* OBJECTIVE:
From the line with "the playground staircase" down to the final line of the material below, quote every line exactly and leave out all lines before it.

═══

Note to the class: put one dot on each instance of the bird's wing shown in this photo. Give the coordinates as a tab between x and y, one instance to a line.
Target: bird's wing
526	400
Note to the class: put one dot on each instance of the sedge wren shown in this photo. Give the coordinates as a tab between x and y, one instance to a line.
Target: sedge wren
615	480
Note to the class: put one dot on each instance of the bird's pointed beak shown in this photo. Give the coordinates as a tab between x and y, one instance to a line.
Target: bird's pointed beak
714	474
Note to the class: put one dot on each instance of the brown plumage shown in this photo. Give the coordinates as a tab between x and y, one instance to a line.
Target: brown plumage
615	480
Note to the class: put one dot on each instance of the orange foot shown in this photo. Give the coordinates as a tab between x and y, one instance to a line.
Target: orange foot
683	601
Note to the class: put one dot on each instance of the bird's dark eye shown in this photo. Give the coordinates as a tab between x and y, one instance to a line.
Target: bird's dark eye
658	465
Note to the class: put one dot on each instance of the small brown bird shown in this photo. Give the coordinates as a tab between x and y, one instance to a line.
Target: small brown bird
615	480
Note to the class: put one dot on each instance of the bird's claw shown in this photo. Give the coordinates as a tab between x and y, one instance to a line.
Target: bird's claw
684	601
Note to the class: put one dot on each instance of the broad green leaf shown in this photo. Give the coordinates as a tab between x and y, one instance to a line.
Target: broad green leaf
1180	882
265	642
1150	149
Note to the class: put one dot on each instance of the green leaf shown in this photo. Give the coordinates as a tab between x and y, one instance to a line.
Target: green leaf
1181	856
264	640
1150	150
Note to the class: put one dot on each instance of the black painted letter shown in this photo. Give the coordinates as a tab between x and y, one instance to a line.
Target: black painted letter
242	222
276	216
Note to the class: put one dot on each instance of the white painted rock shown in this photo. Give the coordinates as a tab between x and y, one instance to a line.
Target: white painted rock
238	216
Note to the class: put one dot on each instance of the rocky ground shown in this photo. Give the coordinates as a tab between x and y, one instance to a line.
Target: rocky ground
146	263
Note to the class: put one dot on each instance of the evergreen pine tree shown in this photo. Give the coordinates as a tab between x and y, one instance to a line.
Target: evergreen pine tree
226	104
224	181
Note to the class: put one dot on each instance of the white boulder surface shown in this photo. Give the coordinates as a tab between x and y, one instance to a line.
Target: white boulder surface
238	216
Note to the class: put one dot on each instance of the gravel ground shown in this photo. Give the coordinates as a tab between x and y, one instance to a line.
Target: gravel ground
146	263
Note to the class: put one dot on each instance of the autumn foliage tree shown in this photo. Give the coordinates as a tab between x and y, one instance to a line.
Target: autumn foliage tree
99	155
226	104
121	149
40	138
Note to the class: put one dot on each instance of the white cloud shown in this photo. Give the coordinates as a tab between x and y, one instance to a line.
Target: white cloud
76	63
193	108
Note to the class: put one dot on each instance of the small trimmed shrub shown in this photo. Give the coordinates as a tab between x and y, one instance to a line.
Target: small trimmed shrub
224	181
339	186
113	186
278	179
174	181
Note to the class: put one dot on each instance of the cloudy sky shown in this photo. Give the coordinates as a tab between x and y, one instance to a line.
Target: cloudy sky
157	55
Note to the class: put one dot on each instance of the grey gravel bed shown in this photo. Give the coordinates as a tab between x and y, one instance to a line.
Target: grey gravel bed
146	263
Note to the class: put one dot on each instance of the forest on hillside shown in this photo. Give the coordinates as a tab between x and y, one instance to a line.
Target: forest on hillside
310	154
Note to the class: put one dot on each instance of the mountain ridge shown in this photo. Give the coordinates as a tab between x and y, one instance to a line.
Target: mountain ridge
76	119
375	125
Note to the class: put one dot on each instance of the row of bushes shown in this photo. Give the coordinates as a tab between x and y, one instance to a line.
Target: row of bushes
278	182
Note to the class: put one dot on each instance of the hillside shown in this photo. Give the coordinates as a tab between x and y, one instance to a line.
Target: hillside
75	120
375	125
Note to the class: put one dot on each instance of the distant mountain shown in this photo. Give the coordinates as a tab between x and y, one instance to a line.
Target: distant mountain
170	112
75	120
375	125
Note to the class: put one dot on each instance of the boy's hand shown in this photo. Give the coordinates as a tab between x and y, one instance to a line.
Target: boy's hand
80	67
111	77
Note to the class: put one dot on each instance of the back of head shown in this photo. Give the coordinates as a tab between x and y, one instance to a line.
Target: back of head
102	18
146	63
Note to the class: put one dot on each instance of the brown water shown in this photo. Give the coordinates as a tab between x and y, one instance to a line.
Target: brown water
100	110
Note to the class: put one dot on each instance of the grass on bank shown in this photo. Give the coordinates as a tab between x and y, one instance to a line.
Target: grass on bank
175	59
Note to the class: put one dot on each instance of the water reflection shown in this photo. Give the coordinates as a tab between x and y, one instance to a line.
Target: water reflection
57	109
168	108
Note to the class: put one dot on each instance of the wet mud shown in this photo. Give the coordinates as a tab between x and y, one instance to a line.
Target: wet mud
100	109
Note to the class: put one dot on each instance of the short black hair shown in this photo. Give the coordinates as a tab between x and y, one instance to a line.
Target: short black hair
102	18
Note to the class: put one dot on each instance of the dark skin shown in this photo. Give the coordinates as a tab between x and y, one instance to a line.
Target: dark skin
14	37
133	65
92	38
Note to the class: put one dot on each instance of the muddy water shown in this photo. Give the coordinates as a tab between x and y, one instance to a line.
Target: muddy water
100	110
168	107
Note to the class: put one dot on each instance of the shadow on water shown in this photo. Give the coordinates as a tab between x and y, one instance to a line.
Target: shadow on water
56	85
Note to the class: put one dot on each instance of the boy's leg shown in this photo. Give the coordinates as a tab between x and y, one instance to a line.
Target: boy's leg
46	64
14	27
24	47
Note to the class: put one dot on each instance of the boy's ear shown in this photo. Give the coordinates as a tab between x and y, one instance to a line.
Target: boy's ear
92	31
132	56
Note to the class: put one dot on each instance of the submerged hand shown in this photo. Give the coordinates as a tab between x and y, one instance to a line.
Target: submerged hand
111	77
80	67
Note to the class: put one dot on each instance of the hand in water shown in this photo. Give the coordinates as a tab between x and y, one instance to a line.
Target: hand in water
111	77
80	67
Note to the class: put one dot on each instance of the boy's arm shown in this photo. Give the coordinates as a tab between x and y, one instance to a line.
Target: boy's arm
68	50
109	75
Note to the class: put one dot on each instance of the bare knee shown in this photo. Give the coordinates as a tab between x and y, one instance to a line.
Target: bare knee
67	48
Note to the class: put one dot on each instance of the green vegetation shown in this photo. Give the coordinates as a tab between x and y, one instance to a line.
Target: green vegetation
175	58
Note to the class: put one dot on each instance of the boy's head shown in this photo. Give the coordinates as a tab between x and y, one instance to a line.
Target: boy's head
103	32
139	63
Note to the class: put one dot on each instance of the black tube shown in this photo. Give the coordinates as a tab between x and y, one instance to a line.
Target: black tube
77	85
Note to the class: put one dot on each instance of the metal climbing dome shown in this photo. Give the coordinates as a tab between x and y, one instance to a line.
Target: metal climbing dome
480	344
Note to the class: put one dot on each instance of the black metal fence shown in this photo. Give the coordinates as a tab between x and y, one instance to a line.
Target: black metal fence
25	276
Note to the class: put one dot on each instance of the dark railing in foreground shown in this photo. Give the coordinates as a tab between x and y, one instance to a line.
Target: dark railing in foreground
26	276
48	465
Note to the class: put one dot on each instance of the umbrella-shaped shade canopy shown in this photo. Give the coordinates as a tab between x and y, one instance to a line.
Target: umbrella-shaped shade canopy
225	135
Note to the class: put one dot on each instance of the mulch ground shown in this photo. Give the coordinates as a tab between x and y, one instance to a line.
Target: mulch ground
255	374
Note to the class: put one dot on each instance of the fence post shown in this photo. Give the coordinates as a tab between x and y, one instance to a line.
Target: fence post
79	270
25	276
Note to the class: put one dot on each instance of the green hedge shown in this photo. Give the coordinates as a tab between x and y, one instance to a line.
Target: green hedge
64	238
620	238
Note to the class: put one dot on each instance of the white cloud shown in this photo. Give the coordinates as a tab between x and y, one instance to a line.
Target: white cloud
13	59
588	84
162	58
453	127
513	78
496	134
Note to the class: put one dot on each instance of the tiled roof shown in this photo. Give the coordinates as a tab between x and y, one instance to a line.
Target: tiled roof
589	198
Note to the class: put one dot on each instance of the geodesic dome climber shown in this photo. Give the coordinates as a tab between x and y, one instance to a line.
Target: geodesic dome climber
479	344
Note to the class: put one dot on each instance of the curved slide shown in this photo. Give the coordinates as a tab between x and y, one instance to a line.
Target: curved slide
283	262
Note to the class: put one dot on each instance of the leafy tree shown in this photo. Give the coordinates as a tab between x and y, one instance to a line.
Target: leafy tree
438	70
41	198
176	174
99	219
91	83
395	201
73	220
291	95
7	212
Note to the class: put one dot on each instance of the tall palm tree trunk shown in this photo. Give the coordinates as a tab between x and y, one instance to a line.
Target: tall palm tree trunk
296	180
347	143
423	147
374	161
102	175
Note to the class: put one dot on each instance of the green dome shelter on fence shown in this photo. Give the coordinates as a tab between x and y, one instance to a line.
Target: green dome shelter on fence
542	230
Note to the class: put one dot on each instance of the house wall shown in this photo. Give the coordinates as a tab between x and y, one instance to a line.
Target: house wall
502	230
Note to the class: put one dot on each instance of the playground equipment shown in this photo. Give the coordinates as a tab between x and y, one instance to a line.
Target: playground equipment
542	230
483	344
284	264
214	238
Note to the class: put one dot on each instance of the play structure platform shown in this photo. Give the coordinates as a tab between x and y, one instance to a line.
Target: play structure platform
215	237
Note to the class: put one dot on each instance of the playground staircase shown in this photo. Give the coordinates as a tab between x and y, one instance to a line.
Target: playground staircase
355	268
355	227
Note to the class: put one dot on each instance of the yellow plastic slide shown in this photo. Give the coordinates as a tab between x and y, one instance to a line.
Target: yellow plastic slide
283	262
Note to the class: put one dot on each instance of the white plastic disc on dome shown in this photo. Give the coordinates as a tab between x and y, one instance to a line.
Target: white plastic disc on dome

═══

* TASK RESPONSE:
Note to the class: put one dot on each instance of the playground staircase shown in this photo. Give the coordinates as a tab between x and y, one instance to a line.
Target: playground staircase
355	268
355	227
Note to the class: put one dot on each instance of the yellow plastic slide shown in this photo. Give the coordinates as a tab between x and y, one instance to a line.
Target: yellow plastic slide
283	262
Note to the class: put one dot on each instance of the white plastic disc on dome shown in this photo. Give the coordinates as a tab between x and y, one instance to a line.
Target: white plastic disc on dome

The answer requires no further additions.